== Problem requirements ==
Please retype the records below exactly as they stand.
╭──
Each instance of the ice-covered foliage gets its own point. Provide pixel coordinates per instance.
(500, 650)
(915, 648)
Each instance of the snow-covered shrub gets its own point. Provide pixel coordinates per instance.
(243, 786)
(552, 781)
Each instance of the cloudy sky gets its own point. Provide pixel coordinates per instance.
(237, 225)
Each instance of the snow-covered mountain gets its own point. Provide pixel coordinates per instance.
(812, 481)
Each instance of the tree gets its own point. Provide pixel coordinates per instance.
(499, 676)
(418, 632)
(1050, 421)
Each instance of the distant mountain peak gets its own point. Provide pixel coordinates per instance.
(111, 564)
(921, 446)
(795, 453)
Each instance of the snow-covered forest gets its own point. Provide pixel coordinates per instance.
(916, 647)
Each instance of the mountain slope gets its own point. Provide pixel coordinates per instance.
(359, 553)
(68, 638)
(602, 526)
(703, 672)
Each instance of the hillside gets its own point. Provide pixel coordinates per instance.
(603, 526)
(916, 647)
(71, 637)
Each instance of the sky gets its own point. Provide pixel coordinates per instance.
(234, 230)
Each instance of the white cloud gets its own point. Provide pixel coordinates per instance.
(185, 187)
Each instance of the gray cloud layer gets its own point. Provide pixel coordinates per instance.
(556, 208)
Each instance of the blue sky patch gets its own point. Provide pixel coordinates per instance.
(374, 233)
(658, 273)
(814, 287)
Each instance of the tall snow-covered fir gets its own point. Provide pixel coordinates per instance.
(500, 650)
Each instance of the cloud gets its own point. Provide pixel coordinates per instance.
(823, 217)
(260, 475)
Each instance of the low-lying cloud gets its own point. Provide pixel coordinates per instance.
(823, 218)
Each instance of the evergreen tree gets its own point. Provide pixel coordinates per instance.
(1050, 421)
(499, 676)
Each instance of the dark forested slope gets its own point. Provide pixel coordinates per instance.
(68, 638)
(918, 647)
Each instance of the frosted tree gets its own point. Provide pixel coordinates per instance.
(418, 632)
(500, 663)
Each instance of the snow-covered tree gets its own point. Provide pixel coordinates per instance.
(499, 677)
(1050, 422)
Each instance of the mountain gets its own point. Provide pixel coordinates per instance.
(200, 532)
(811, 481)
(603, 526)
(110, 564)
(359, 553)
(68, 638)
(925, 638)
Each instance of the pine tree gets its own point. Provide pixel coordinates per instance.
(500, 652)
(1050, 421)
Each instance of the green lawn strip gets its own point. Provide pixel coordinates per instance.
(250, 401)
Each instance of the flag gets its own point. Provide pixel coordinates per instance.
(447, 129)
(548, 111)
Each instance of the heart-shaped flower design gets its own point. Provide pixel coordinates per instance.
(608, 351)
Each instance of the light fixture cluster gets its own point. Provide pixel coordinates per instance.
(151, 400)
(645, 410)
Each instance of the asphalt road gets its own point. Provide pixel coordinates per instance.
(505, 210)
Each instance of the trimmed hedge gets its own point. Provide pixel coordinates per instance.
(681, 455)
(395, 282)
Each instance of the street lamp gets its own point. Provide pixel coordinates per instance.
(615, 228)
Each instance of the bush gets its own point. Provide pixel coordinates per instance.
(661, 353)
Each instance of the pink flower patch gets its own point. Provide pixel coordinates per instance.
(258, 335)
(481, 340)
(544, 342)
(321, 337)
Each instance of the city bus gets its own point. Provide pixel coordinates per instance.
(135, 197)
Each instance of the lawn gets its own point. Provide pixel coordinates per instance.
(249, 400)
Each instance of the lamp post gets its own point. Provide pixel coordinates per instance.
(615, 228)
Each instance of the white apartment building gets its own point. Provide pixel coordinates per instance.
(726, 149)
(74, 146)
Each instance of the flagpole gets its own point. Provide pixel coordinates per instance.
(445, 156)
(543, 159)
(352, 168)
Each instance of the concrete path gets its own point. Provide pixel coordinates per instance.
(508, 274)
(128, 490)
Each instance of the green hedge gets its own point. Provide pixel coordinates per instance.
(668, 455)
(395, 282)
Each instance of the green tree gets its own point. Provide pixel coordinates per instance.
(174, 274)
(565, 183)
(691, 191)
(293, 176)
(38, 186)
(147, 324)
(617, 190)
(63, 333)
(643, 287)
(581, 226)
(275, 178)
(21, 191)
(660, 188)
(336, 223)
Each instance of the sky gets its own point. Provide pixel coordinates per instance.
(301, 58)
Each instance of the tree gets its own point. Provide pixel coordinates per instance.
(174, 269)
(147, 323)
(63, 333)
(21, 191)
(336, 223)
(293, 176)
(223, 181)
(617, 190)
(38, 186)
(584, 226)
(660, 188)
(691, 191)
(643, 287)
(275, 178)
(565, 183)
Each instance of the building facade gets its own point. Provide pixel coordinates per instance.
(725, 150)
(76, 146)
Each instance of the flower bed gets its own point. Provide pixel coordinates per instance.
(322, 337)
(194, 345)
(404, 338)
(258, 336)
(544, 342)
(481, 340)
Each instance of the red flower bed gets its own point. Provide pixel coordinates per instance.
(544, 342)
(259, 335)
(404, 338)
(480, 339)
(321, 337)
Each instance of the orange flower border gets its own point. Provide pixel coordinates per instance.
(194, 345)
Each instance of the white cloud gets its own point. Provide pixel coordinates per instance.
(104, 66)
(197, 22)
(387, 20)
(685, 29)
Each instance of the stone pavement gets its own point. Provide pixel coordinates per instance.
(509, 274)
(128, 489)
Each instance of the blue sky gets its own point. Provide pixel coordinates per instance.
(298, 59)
╰──
== Result of this task ==
Each instance of the ice-covered foliage gets its own point. Provide pixel coordinates per instance.
(500, 650)
(915, 648)
Each instance of the snow-covered shrub gets its own point. Provide pixel coordinates per instance.
(243, 786)
(552, 781)
Each instance of the cloudy sky gets its own point. Provide pixel coordinates per instance.
(237, 225)
Each instance of the snow-covered mountain gets its own point. Provide pixel coordinates per instance.
(812, 481)
Each instance of the tree gets its own point. Provide pixel coordinates per instance.
(499, 676)
(418, 632)
(1050, 421)
Each instance of the distant mountain peak gets its own point. Provide pixel coordinates per instance.
(111, 564)
(921, 446)
(795, 453)
Each instance of the snow-covered forest gets its own point. Provide pixel coordinates per instance.
(916, 647)
Each instance of the mountain slope gets its own point. Provide pixel coordinates per instance.
(359, 553)
(68, 638)
(602, 526)
(703, 672)
Each instance of the hillside gets its own point. Provide pixel coordinates per instance.
(603, 526)
(916, 647)
(71, 637)
Each instance of the sky gets its own point. Provide pixel coordinates per instance.
(234, 230)
Each instance of the white cloud gets its own point. Provide pixel coordinates per instance.
(185, 187)
Each instance of the gray cloud layer gets its own point. Provide pixel coordinates per instance.
(556, 208)
Each instance of the blue sky patch gets its own point. Provide pixel coordinates per instance.
(374, 233)
(658, 273)
(814, 287)
Each instance of the tall snow-covered fir gets its own point. Provide pixel coordinates per instance.
(500, 650)
Each instance of the cloud gets its own point. Provide pixel coordinates per instance.
(823, 217)
(260, 475)
Each instance of the low-lying cloud gets its own point. Provide pixel coordinates per instance.
(823, 218)
Each instance of the evergreen tree gets its own point. Provide pixel coordinates per instance.
(1050, 421)
(499, 676)
Each instance of the dark forested slope gets its own point. Provide pixel coordinates per instance.
(68, 638)
(918, 647)
Each instance of the frosted tree gets its own point. Provide pixel coordinates per instance.
(418, 632)
(500, 663)
Each instance of the snow-covered tree gets its own point. Provide pixel coordinates per instance.
(499, 677)
(1050, 422)
Each instance of the mountain gets its own point. Provide pixel coordinates per instance.
(200, 532)
(811, 481)
(603, 526)
(110, 564)
(359, 553)
(68, 638)
(925, 638)
Each instance of the pine tree gets its own point. Provide pixel coordinates per instance.
(500, 652)
(1050, 421)
Each instance of the green lawn strip gets its own point. Provide pixel coordinates per instance.
(250, 401)
Each instance of the flag gets its own point. Provide pixel coordinates per instance.
(447, 129)
(548, 111)
Each instance of the heart-shaped flower design gets its own point. Provide pixel coordinates per instance.
(608, 351)
Each instance of the light fixture cluster gets its own point. Provide pixel coordinates per instance.
(151, 400)
(645, 410)
Each instance of the asphalt road gets its own point. Provide pixel coordinates per instance.
(505, 210)
Each instance of the trimmed hedge gets its own point. Provide pixel coordinates per instance.
(681, 455)
(395, 282)
Each instance of the street lamp gets its own point. Provide pixel coordinates per instance.
(615, 228)
Each instance of the bush gets its own point. Provide pixel coordinates per instance.
(661, 353)
Each instance of the pink flower patch gets its own point. Provide pixel coordinates per instance.
(258, 335)
(481, 340)
(544, 342)
(321, 337)
Each instance of the city bus gets its own point. Provide pixel coordinates per instance.
(135, 197)
Each instance of the lawn gets its own point. Provide pixel coordinates per instance.
(249, 400)
Each instance of the lamp post gets its own point. Provide pixel coordinates per instance.
(615, 228)
Each instance of the white apartment building gets its own point. Provide pixel coordinates per instance.
(726, 149)
(74, 146)
Each instance of the flagpole gets its own point. Provide pixel coordinates per instance.
(445, 156)
(543, 159)
(352, 168)
Each instance of the concrete path gets its own point. Provide pixel coordinates per instance.
(508, 274)
(128, 490)
Each instance of the green hedge gets its own point. Provide pixel coordinates per instance.
(668, 455)
(395, 282)
Each instance of the green tree gets its own point. Provide pixel coordinates per instance.
(174, 274)
(565, 183)
(691, 191)
(293, 176)
(38, 186)
(147, 324)
(617, 190)
(63, 333)
(643, 287)
(581, 226)
(275, 178)
(21, 191)
(660, 188)
(336, 223)
Each instance of the sky gets its own point. Provide pixel coordinates per instance.
(301, 58)
Each instance of the tree gets its own point. Provide pixel coordinates per instance.
(174, 269)
(147, 323)
(63, 333)
(21, 191)
(336, 223)
(293, 176)
(223, 181)
(617, 190)
(38, 186)
(584, 226)
(660, 188)
(691, 191)
(643, 287)
(275, 178)
(565, 183)
Each instance of the building facade gets its own point. Provide pixel coordinates per instance.
(725, 150)
(76, 146)
Each instance of the flower bed gets its own point. Provide pixel coordinates per instance.
(322, 337)
(194, 345)
(404, 338)
(258, 336)
(544, 342)
(481, 340)
Each instance of the red flower bed gets its own point. Provide pixel coordinates per instance.
(544, 342)
(259, 335)
(404, 338)
(480, 339)
(321, 337)
Each instance of the orange flower border gets its own point. Provide pixel coordinates per instance.
(194, 345)
Each instance of the white cloud gets its own point. Provide pixel coordinates per instance.
(104, 66)
(197, 22)
(387, 20)
(685, 29)
Each instance of the stone pavement gets its own point. Provide pixel coordinates per instance.
(509, 274)
(128, 489)
Each instance of the blue sky gets its own point. Provide pixel coordinates per instance.
(298, 59)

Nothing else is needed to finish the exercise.